▶ **CHALLENGES**:
A - Reproduce the St. Finbarre text in full, word for word.
B - Pull out every line from the rows that contains the word "blue".

▶ **SUPPLIED TEXT**:
- - -
1a. St. Finbarre – Myth and Legend


St.Finbarre in stained glass window in SS Finbarre's and Ronan's Church, Ballingeary, Co. Cork A legend records that the origins of Cork City begins at the source of the Lee in the scenic Shehy Mountains at the heart of which lies the cherished pilgrimage site of Gougane Barra (Finbarre’s rocky cleft). Cork City’s patron saint, St Finbarre, reputedly established one of his earlier monasteries on an island in the middle of Gougane Lake. Legend has it that he then left to walk the river valley at the mouth of which he established the monastery at what is now the site of St Finbarre’s Cathedral in Cork City. His myth endures in the valley and it is the legacy of St Finbarre that gives the city and valley its core spiritual identity and an origins story. Across the valley, there are churches named after Finbarre and a number of memorials depicting the saint in churches in the form of stained glass windows and statues.
- - -
▶ **ITEMS**:
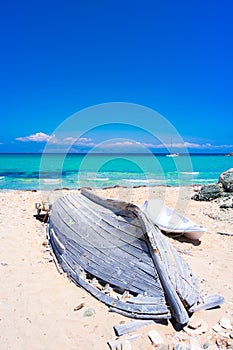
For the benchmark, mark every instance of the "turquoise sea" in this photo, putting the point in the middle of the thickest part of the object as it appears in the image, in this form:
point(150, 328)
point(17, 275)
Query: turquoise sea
point(50, 171)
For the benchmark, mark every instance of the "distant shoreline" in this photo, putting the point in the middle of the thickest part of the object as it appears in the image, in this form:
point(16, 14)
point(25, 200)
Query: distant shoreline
point(117, 154)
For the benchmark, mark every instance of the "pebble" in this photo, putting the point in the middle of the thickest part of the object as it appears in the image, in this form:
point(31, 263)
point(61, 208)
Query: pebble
point(217, 328)
point(126, 345)
point(195, 322)
point(89, 312)
point(181, 346)
point(155, 337)
point(194, 344)
point(225, 323)
point(202, 329)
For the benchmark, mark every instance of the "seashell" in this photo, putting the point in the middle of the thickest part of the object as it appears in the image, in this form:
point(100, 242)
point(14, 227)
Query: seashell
point(155, 337)
point(181, 346)
point(194, 344)
point(217, 328)
point(89, 312)
point(202, 329)
point(195, 322)
point(126, 345)
point(225, 323)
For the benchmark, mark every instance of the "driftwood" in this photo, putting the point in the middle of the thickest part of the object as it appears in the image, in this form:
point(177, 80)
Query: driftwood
point(113, 250)
point(132, 326)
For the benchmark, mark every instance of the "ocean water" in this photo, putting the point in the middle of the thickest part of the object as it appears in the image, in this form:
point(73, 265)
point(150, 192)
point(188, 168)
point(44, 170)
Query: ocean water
point(50, 171)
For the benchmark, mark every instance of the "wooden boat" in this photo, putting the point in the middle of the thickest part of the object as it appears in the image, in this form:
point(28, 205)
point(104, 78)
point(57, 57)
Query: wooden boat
point(170, 221)
point(114, 251)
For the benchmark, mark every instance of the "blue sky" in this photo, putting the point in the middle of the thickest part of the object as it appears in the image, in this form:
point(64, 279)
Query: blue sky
point(59, 57)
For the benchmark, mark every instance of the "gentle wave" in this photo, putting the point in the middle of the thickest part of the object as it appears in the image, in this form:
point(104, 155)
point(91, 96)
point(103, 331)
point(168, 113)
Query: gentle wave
point(96, 179)
point(144, 181)
point(50, 181)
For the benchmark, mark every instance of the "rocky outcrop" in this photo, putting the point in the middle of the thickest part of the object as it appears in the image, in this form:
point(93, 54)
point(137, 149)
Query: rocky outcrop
point(209, 192)
point(226, 179)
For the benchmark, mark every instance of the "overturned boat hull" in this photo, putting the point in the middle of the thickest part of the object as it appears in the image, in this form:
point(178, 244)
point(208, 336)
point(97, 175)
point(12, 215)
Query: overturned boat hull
point(170, 221)
point(114, 251)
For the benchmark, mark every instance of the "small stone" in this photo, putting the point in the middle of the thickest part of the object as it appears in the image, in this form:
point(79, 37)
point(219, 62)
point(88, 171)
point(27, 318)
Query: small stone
point(181, 346)
point(162, 347)
point(195, 322)
point(155, 337)
point(202, 329)
point(206, 345)
point(126, 345)
point(79, 307)
point(225, 323)
point(89, 312)
point(222, 342)
point(194, 344)
point(217, 328)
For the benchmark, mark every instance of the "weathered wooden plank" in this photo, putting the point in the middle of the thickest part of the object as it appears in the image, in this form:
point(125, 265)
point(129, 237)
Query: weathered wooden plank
point(121, 329)
point(107, 266)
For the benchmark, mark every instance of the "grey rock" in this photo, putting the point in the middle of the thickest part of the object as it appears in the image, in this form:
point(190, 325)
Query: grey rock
point(226, 179)
point(181, 346)
point(208, 193)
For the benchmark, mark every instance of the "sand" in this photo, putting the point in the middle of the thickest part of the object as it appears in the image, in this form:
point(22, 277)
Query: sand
point(37, 303)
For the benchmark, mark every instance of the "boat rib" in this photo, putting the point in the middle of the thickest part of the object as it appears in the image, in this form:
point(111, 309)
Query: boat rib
point(113, 250)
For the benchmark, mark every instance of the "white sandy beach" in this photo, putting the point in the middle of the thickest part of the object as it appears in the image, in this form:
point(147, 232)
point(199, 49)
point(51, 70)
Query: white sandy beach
point(37, 303)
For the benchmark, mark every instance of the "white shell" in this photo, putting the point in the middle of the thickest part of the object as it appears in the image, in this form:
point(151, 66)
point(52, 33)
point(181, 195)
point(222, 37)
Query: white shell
point(155, 337)
point(225, 323)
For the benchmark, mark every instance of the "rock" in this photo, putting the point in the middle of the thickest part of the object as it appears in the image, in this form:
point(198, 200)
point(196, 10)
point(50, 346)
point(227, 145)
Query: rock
point(201, 329)
point(225, 323)
point(79, 307)
point(126, 345)
point(208, 192)
point(223, 343)
point(195, 322)
point(194, 344)
point(89, 312)
point(155, 337)
point(217, 328)
point(226, 179)
point(162, 347)
point(181, 346)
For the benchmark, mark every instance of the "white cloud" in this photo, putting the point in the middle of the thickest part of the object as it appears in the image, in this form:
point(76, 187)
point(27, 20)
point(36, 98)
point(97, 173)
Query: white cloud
point(38, 137)
point(42, 137)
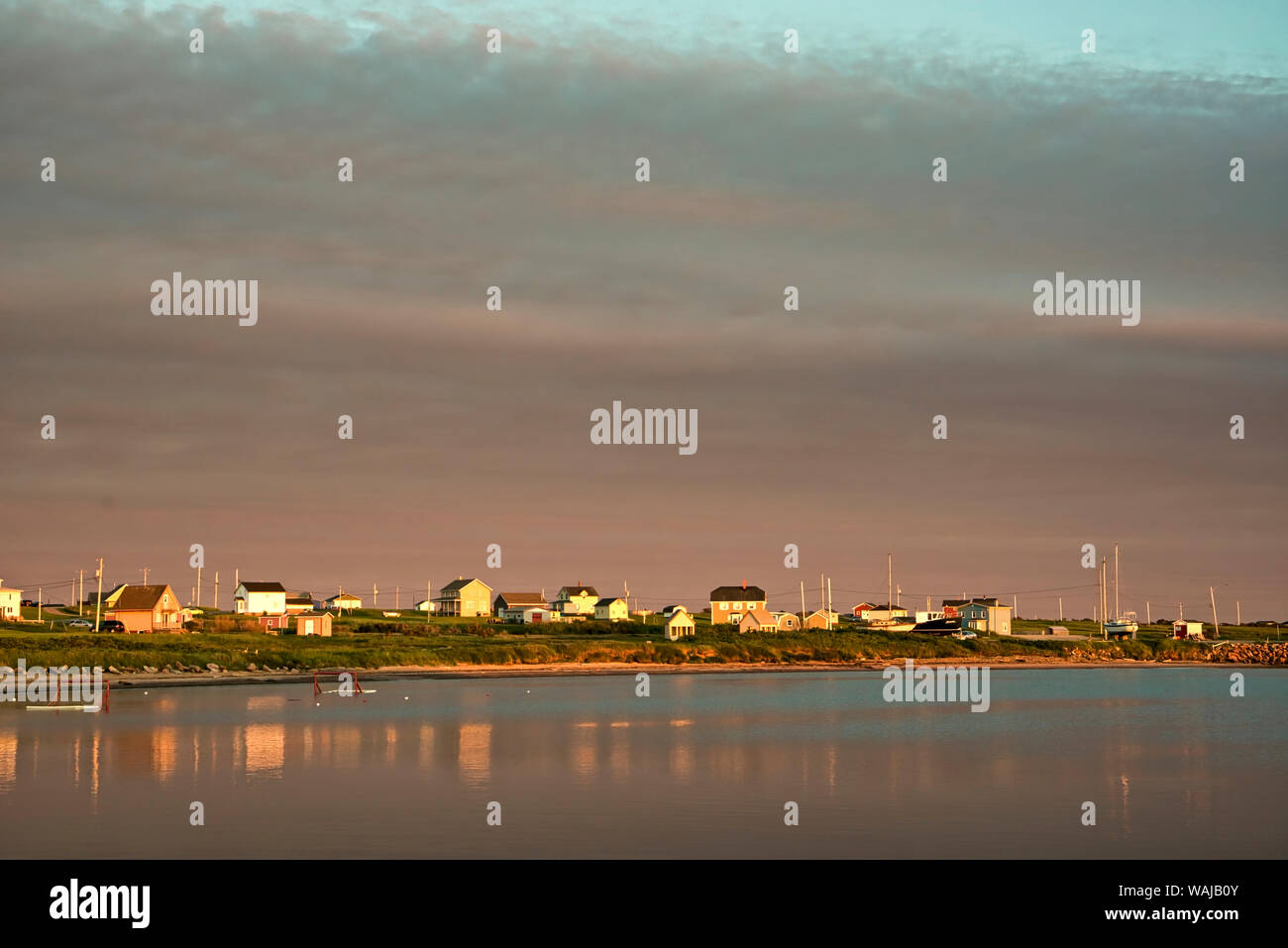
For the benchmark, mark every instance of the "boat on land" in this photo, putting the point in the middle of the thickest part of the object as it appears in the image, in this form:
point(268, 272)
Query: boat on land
point(1122, 626)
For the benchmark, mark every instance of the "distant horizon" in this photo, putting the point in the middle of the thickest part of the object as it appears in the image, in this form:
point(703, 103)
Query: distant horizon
point(771, 171)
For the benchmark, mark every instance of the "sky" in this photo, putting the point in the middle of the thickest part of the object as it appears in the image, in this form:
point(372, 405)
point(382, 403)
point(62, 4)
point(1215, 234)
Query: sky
point(767, 170)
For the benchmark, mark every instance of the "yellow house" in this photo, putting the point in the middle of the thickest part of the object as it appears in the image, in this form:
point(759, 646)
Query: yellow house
point(612, 609)
point(679, 625)
point(464, 596)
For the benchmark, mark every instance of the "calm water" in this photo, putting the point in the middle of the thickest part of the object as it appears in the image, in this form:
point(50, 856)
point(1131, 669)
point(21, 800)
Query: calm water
point(700, 768)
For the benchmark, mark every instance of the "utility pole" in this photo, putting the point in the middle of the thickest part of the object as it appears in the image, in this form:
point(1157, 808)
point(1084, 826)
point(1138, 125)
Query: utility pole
point(889, 583)
point(1117, 609)
point(98, 603)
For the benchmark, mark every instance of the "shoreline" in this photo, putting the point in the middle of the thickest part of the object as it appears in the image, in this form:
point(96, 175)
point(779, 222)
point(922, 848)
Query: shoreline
point(562, 669)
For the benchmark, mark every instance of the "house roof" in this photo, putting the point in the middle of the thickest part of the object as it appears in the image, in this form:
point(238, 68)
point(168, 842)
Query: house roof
point(458, 584)
point(515, 600)
point(263, 586)
point(141, 597)
point(737, 592)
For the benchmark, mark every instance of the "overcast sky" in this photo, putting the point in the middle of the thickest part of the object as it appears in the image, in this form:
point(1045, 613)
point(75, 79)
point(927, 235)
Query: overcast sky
point(768, 168)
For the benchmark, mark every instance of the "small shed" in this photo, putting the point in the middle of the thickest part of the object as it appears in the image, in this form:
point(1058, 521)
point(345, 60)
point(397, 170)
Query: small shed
point(679, 625)
point(313, 623)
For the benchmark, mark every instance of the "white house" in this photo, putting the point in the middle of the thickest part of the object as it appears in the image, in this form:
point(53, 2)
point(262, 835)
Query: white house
point(679, 625)
point(261, 597)
point(343, 600)
point(11, 603)
point(576, 600)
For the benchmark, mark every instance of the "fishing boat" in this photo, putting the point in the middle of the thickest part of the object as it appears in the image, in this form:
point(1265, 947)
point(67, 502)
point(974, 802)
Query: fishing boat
point(1124, 625)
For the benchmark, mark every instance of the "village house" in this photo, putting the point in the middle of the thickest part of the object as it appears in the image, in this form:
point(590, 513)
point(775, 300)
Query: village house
point(11, 603)
point(297, 603)
point(313, 623)
point(758, 621)
point(610, 608)
point(952, 607)
point(681, 625)
point(261, 597)
point(576, 600)
point(510, 607)
point(343, 600)
point(273, 625)
point(730, 603)
point(980, 617)
point(464, 596)
point(787, 621)
point(815, 620)
point(147, 609)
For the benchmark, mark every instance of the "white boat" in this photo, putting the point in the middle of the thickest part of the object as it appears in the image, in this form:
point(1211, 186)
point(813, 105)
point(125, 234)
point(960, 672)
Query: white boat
point(1124, 625)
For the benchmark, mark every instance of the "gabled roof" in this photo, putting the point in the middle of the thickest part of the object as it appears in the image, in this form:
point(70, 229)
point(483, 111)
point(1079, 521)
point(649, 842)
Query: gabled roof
point(263, 586)
point(141, 597)
point(458, 584)
point(737, 592)
point(518, 600)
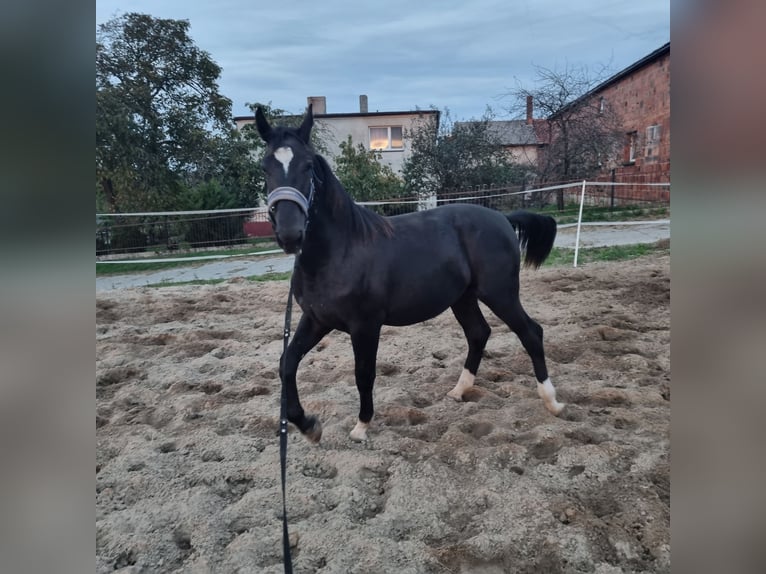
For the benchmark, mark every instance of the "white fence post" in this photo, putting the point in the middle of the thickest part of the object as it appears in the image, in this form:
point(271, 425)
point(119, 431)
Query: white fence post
point(579, 223)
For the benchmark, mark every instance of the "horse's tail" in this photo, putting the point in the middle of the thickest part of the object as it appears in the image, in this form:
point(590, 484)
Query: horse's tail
point(536, 235)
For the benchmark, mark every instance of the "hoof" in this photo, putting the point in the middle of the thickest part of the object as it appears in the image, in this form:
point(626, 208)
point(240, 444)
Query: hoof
point(314, 432)
point(359, 433)
point(556, 408)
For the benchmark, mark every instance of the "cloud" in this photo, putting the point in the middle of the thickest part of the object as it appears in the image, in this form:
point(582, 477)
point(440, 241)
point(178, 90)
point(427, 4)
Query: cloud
point(404, 54)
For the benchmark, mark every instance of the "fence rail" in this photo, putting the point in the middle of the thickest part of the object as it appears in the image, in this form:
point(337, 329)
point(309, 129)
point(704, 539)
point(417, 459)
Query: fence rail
point(159, 235)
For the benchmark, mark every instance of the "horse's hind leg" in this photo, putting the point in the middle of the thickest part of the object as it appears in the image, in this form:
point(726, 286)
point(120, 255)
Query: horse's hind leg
point(477, 331)
point(530, 333)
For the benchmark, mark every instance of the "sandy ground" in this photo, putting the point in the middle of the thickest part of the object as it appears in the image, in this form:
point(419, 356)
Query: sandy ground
point(187, 465)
- - -
▶ **FULL SOLUTIONS**:
A -
1a. St. Finbarre – Myth and Legend


St.Finbarre in stained glass window in SS Finbarre's and Ronan's Church, Ballingeary, Co. Cork A legend records that the origins of Cork City begins at the source of the Lee in the scenic Shehy Mountains at the heart of which lies the cherished pilgrimage site of Gougane Barra (Finbarre’s rocky cleft). Cork City’s patron saint, St Finbarre, reputedly established one of his earlier monasteries on an island in the middle of Gougane Lake. Legend has it that he then left to walk the river valley at the mouth of which he established the monastery at what is now the site of St Finbarre’s Cathedral in Cork City. His myth endures in the valley and it is the legacy of St Finbarre that gives the city and valley its core spiritual identity and an origins story. Across the valley, there are churches named after Finbarre and a number of memorials depicting the saint in churches in the form of stained glass windows and statues.

B -
For the benchmark, mark every instance of the "blue sky" in this photo, putting the point in the middle of the thickest part of the object as it appears in the image, in this form:
Query: blue sky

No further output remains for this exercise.